--- Start Data ---

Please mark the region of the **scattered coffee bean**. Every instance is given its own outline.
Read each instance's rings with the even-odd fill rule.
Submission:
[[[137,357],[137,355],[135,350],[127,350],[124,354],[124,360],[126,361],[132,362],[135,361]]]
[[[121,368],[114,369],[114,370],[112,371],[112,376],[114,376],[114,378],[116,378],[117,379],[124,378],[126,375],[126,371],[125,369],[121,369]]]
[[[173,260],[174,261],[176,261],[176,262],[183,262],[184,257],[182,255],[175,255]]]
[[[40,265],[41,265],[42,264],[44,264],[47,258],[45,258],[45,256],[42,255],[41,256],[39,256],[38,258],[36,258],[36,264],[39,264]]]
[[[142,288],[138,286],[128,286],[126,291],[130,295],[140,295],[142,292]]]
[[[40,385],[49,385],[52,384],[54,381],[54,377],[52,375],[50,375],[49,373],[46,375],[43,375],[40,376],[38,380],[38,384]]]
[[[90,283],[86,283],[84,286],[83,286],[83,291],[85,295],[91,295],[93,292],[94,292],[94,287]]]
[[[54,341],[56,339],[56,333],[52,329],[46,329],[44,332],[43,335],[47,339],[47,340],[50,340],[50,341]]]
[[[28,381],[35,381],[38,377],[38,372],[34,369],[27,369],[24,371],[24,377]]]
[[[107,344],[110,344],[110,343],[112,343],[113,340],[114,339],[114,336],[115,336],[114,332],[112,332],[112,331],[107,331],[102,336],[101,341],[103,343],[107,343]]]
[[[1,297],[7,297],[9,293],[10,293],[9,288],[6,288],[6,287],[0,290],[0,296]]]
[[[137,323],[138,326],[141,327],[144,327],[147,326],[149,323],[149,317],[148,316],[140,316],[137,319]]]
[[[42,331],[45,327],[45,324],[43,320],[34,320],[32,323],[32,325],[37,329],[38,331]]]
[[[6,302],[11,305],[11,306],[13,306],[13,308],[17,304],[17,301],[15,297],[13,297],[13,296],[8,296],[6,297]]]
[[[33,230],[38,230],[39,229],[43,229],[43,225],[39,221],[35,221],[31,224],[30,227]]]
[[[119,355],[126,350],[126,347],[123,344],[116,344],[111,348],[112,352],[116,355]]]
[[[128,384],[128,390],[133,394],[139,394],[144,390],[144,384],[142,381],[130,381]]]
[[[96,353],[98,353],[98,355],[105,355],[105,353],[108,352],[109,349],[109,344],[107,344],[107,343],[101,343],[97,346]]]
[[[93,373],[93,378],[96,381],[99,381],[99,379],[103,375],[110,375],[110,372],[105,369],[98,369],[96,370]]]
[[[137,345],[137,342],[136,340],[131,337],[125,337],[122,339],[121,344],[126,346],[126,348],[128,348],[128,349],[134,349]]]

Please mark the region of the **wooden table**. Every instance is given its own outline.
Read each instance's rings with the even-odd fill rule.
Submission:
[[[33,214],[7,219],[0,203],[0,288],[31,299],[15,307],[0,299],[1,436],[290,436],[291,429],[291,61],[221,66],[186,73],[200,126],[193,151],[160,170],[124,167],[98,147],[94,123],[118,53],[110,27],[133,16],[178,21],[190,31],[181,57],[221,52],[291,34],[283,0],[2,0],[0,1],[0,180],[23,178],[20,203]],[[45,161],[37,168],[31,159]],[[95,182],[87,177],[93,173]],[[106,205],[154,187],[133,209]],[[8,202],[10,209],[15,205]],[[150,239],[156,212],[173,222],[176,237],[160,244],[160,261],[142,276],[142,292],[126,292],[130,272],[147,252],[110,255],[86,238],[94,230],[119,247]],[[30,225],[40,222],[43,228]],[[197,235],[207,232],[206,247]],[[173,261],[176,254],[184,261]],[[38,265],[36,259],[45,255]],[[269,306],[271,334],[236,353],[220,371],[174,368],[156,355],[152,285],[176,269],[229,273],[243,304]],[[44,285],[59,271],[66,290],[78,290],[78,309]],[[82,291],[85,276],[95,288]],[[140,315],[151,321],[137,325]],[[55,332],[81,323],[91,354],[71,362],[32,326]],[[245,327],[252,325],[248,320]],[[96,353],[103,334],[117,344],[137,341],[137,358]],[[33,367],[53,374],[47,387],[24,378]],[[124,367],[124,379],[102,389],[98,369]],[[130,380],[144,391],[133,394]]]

--- End Data ---

◆ Exercise goal: Output every line of the listing above as a Markdown table with the columns Row and Line, numbering the rows in order and leaving out the blank lines.

◆ Solution:
| Row | Line |
|---|---|
| 1 | Please mark the region of the **scattered coffee bean**. Every instance is given its own outline. |
| 2 | Read each instance's rings with the even-odd fill rule. |
| 3 | Submission: |
| 4 | [[[137,357],[137,355],[135,350],[127,350],[124,354],[124,360],[126,361],[132,362],[135,361]]] |
| 5 | [[[121,368],[114,369],[114,370],[112,371],[112,376],[114,376],[114,378],[116,378],[117,379],[124,378],[126,375],[126,371],[125,369],[121,369]]] |
| 6 | [[[173,260],[174,261],[176,261],[176,262],[183,262],[184,257],[182,255],[175,255]]] |
| 7 | [[[40,265],[41,265],[42,264],[44,264],[47,258],[45,258],[45,256],[42,255],[41,256],[39,256],[38,258],[36,258],[36,264],[39,264]]] |
| 8 | [[[142,288],[138,286],[128,286],[126,291],[130,295],[140,295],[142,292]]] |
| 9 | [[[40,385],[49,385],[52,384],[54,381],[54,377],[52,375],[50,375],[49,373],[46,375],[43,375],[40,376],[38,380],[38,384]]] |
| 10 | [[[90,283],[86,283],[84,286],[83,286],[83,291],[85,295],[91,295],[93,292],[94,292],[94,287]]] |
| 11 | [[[54,341],[56,339],[56,333],[52,329],[46,329],[44,332],[43,335],[47,339],[47,340],[50,340],[50,341]]] |
| 12 | [[[28,381],[35,381],[38,377],[38,372],[34,369],[27,369],[24,371],[24,377]]] |
| 13 | [[[107,344],[110,344],[110,343],[112,343],[113,340],[114,339],[114,336],[115,336],[114,332],[112,332],[112,331],[107,331],[102,336],[101,341],[103,343],[107,343]]] |
| 14 | [[[1,297],[7,297],[9,293],[10,293],[9,288],[6,288],[6,287],[0,290],[0,296]]] |
| 15 | [[[137,323],[138,326],[141,327],[144,327],[147,326],[149,323],[149,317],[148,316],[140,316],[137,319]]] |
| 16 | [[[42,331],[45,327],[45,324],[43,320],[34,320],[32,323],[32,325],[37,329],[38,331]]] |
| 17 | [[[6,302],[11,305],[11,306],[13,306],[13,308],[17,304],[17,301],[15,297],[13,297],[13,296],[8,296],[6,297]]] |
| 18 | [[[33,230],[38,230],[39,229],[43,229],[43,225],[39,221],[35,221],[31,224],[30,227]]] |
| 19 | [[[119,355],[126,350],[126,347],[123,344],[116,344],[111,348],[112,352],[116,355]]] |
| 20 | [[[128,384],[128,390],[133,394],[139,394],[144,390],[144,384],[142,381],[130,381]]] |
| 21 | [[[96,353],[98,353],[98,355],[105,355],[105,353],[108,352],[109,349],[109,344],[107,344],[107,343],[101,343],[97,346]]] |
| 22 | [[[93,373],[93,378],[96,381],[99,381],[99,379],[103,375],[110,375],[110,372],[105,369],[98,369],[96,370]]] |
| 23 | [[[137,345],[137,342],[136,340],[131,337],[125,337],[122,339],[121,344],[126,346],[126,348],[128,348],[128,349],[134,349]]] |
| 24 | Please mark the region of the **wooden table**. Every instance is given its own outline. |
| 25 | Read each instance's rings with the even-odd fill rule. |
| 26 | Submission: |
| 27 | [[[33,214],[7,219],[0,203],[0,288],[31,299],[15,307],[0,299],[1,436],[290,436],[291,429],[291,61],[221,66],[186,73],[200,126],[193,151],[160,170],[124,167],[98,147],[94,123],[118,53],[110,27],[133,16],[178,21],[190,31],[181,57],[221,52],[291,34],[283,0],[2,0],[0,1],[0,180],[23,178],[20,203]],[[45,161],[37,168],[31,159]],[[95,182],[87,177],[93,173]],[[106,205],[154,187],[133,209]],[[8,202],[10,209],[15,205]],[[150,239],[156,212],[173,222],[176,237],[160,244],[160,261],[142,276],[142,292],[126,292],[130,272],[147,252],[110,255],[86,238],[94,230],[119,247]],[[30,225],[40,222],[43,228]],[[197,235],[207,232],[206,247]],[[173,261],[176,254],[184,261]],[[38,265],[36,259],[45,255]],[[269,306],[271,334],[236,353],[220,371],[174,368],[156,355],[152,285],[176,269],[229,273],[243,304]],[[44,285],[59,271],[66,290],[78,290],[78,309]],[[82,291],[85,276],[95,288]],[[140,315],[151,321],[137,325]],[[55,332],[81,323],[91,354],[71,362],[32,326]],[[245,327],[252,325],[248,320]],[[96,353],[103,334],[117,344],[137,341],[137,358]],[[33,367],[53,374],[47,387],[24,378]],[[124,367],[124,379],[102,389],[98,369]],[[130,380],[144,391],[133,394]]] |